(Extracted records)
▬▬▬▬▬▬▬▬▬▬

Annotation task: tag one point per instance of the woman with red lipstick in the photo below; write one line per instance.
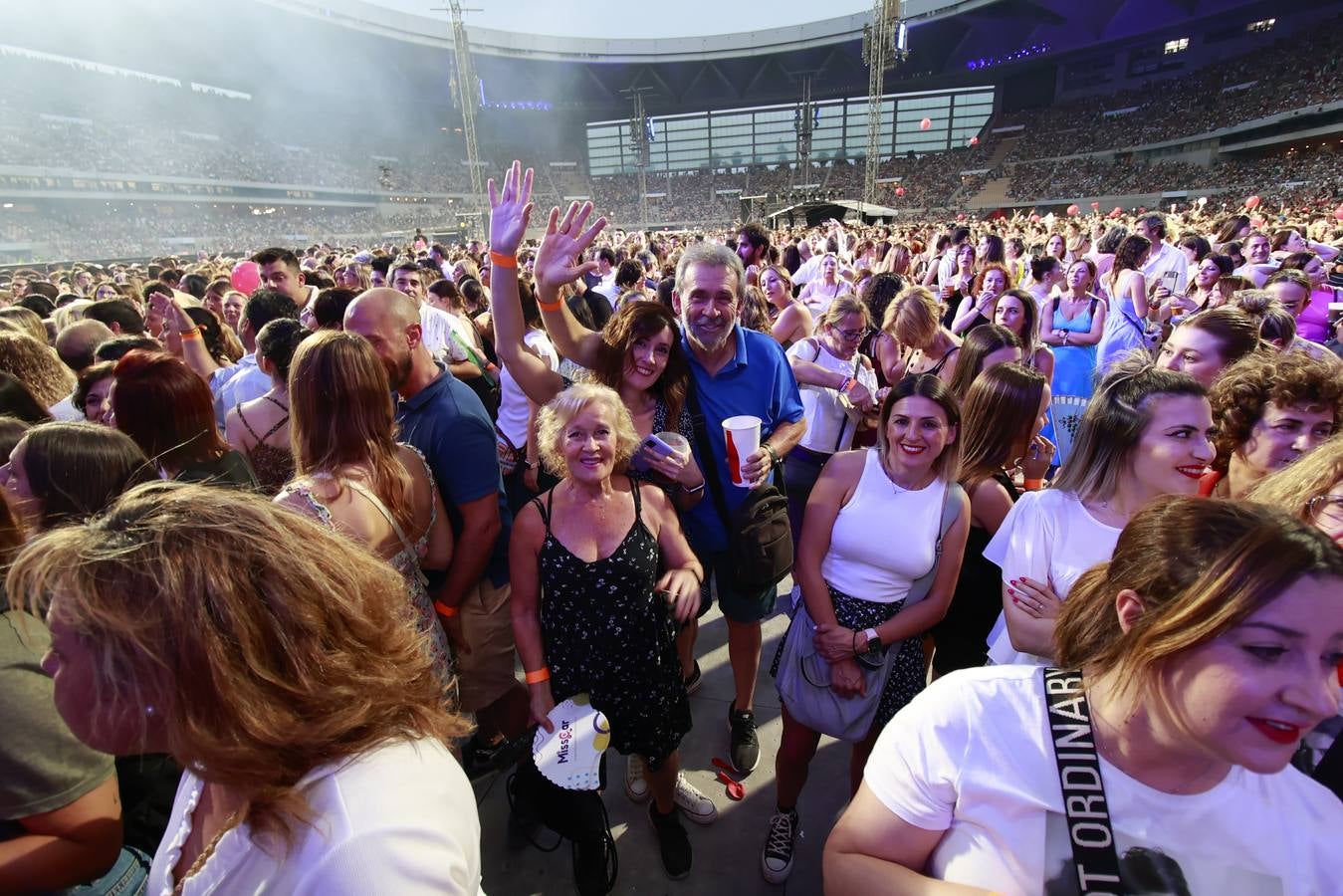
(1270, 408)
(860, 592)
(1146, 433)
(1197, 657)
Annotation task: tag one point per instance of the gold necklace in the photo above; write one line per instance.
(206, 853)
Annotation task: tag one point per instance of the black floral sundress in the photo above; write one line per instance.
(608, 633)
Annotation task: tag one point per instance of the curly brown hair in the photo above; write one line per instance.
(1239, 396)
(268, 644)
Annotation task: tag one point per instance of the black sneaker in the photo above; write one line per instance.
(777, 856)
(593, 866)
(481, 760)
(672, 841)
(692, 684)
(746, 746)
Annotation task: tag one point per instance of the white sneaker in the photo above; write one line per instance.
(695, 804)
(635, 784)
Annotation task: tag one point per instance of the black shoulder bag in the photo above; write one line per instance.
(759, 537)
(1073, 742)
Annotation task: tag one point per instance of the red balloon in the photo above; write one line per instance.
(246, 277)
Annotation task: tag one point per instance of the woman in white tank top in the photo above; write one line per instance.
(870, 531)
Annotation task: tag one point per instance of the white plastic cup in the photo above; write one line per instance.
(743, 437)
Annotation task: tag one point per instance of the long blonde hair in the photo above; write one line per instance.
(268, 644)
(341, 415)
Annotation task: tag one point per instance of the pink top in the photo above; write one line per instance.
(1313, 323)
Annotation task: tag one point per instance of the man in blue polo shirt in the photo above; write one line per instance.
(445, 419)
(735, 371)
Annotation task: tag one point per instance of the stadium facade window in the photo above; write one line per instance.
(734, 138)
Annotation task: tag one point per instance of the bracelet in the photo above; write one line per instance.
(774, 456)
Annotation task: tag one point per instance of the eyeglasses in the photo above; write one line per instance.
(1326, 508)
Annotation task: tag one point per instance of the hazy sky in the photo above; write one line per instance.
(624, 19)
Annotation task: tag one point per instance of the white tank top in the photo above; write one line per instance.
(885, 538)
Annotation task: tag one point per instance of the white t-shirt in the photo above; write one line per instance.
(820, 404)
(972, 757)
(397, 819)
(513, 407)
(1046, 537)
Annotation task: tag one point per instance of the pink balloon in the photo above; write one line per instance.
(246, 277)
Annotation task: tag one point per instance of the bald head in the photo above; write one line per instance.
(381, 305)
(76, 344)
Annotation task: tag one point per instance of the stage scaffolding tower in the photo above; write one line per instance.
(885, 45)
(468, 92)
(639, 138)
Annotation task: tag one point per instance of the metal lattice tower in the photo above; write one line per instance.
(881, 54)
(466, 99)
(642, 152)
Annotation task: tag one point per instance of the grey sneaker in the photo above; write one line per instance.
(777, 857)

▬▬▬▬▬▬▬▬▬▬

EXERCISE REQUIREMENTS
Reproduce the listing above from its very first line down to and including the line with "(1197, 657)". Leave any pictures out of your copy.

EXERCISE OUTPUT
Annotation task: tag one point per instance of the woman with red lipstick in the photo below; write one line per instance.
(1270, 408)
(860, 592)
(1146, 433)
(1197, 657)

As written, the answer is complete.